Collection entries
──────

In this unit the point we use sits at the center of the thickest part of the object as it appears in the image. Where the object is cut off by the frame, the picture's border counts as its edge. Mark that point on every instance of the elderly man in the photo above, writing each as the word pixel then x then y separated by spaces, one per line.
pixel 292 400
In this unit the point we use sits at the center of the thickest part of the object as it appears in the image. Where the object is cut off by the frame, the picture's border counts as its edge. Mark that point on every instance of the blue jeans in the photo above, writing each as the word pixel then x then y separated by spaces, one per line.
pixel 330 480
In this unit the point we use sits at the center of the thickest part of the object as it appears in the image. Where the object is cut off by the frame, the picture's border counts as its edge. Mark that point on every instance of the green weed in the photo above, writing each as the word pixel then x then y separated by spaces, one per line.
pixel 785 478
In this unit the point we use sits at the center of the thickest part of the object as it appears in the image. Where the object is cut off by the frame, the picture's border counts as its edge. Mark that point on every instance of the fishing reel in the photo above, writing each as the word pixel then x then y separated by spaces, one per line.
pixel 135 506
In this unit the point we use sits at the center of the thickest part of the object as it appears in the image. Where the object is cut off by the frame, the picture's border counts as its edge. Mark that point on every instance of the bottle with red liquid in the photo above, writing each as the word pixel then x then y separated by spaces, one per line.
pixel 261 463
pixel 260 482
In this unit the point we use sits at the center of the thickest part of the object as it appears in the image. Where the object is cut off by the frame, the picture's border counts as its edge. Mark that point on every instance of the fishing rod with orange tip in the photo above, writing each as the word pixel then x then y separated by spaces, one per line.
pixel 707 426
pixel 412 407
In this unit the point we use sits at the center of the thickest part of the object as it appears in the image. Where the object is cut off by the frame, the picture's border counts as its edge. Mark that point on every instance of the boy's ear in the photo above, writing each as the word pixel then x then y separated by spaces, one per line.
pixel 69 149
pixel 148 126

──────

EXERCISE OBJECTIVE
Convert every line of the records above into a numbered list, omitting any blank lines.

TASK RESPONSE
1. In this unit the point we use sits at the center of the thickest part of the object as it appears in the image. Where the object is cut off by the frame, the picture's border counts as its edge. Mark that point on every instance of the elderly man in the photo above, writing each as the word pixel then x then y separated by spaces, one per line.
2. pixel 292 400
3. In this unit the point we use sits at the center of the thickest part of the object as it appears in the image. Where the object is cut off by the frame, the picture's border counts as its edge. Mark that point on every instance of the blue jeans in the photo above, writing each as the word pixel then x then y separated by spaces, one per line.
4. pixel 330 480
5. In this unit the point we use sits at the center of the thickest part of the object as it appears in the image. Where the object is cut off by the frame, the picture's border counts as its edge. Mark that point on every instance of the green weed in the photo above, writing each as the word pixel then x then y separated by spaces, one per line.
6. pixel 785 478
7. In this unit the point we use sits at the center of the thickest part of the object as it appears in the image. Where the object is cut off by the frame, the picture's border counts as its edge. Mark that point on every instance of the fishing reel in the photo above, writing each as the word pixel then x then y separated by spaces, one per line.
8. pixel 135 506
9. In this unit the point we use sits at the center of the thickest part of the object as it appears in the image. Where the object is cut off by the frame, the picture's border counts as its edge. Mark that point on every instance of the bottle with red liquid in the photo above, writing each as the word pixel then x then y separated by spaces, one per line.
10. pixel 261 463
11. pixel 260 482
12. In this unit the point we use sits at the center of the thickest part of the object as it appears in the image. Where the object is cut off by the frame, the picture's border counts as its edge. Mark that point on every instance of the fishing rod with orange tip in the photo above, writing each as the word pixel then x then y separated by spaces, one per line.
13. pixel 707 426
14. pixel 412 407
15. In this unit the point we use sits at the center of the thickest part of the object as it appears in the image. Where the object is cut off by the frame, the picture's border counts as its edge. Mark that point on every instance of the boy's ear in the photo above, writing each as the word pixel then x then y separated by spaces, one per line.
16. pixel 69 149
17. pixel 148 126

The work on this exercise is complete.